*Challenge 1*.
Retype the records that follow the passage below, reproducing each line precisely and keeping every character and bracket unchanged.

*Extract provided*.
----
India has inked deals to export around 1.5 million tonnes of the sweetener so far and more demand is expected from China and Indonesia, the official added.

“Discussions are on with the Chinese for early announcement of import quotas for sugar and rice for 2019 so that the Indian exporters are able to plan their shipments well in time,” officials added.

The government had sent officials to Bangladesh, China, Indonesia, Malaysia and South Korea to explore the possibility of exports at the government level.

Malaysia and Indonesia had earlier stated they could consider imports from India if duties on palm oil were cut.

The import duty on crude palm oil, originating from Malaysia, Indonesia and other members of the Association of South East Asian Nations (Asean), has been cut to 40 per cent from 44 per cent last month. The duty on the import of refined palm oil has been lowered to 45 per cent from 54 per cent, if imported from Malaysia, and to 50 per cent, if imported from other Asean members.

The government has asked millers to export 5 million tonnes of sugar mandatorily this year and has even given financial assistance to facilitate trade.

Industry sources indicated cane arrears could reach about Rs 35,000 crore by mid-April, when sugar production would be at its peak. Production is estimated at about 60 lakh tonnes, while sales are seen at only 20 lakh tonnes, adding pressure to the working capital of the mills and limiting their ability to pay arrears.
----
*Entries*.
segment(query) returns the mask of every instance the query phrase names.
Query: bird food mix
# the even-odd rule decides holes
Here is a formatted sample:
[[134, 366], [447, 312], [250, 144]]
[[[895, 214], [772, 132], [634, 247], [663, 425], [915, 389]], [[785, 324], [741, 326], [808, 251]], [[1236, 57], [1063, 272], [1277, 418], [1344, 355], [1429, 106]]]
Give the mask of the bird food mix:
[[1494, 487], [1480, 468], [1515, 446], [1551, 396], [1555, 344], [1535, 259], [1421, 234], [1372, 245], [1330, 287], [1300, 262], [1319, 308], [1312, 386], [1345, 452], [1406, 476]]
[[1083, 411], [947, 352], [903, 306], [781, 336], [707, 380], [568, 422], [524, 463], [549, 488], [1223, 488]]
----
*Challenge 2*.
Translate this sentence from the passage on Indian sugar exports above into French: "The government had sent officials to Bangladesh, China, Indonesia, Malaysia and South Korea to explore the possibility of exports at the government level."

*Written solution 1*.
segment(query) returns the mask of every instance the query phrase names.
Query: bird food mix
# the even-odd rule decides holes
Here is a formatted sample:
[[134, 366], [447, 312], [250, 144]]
[[[895, 214], [772, 132], [634, 247], [663, 425], [915, 389]], [[785, 324], [741, 326], [808, 251]], [[1236, 57], [1063, 272], [1277, 418], [1344, 355], [1429, 106]]]
Give the mask of the bird food mix:
[[1494, 487], [1480, 468], [1515, 446], [1551, 396], [1555, 344], [1535, 259], [1421, 234], [1372, 245], [1330, 287], [1300, 262], [1319, 308], [1312, 386], [1345, 452], [1406, 476]]
[[1083, 411], [947, 352], [903, 306], [781, 336], [707, 380], [568, 422], [524, 463], [549, 488], [1223, 488]]

*Written solution 2*.
Le gouvernement avait envoyé des responsables au Bangladesh, en Chine, en Indonésie, en Malaisie et en Corée du Sud afin d'explorer la possibilité d'exportations au niveau gouvernemental.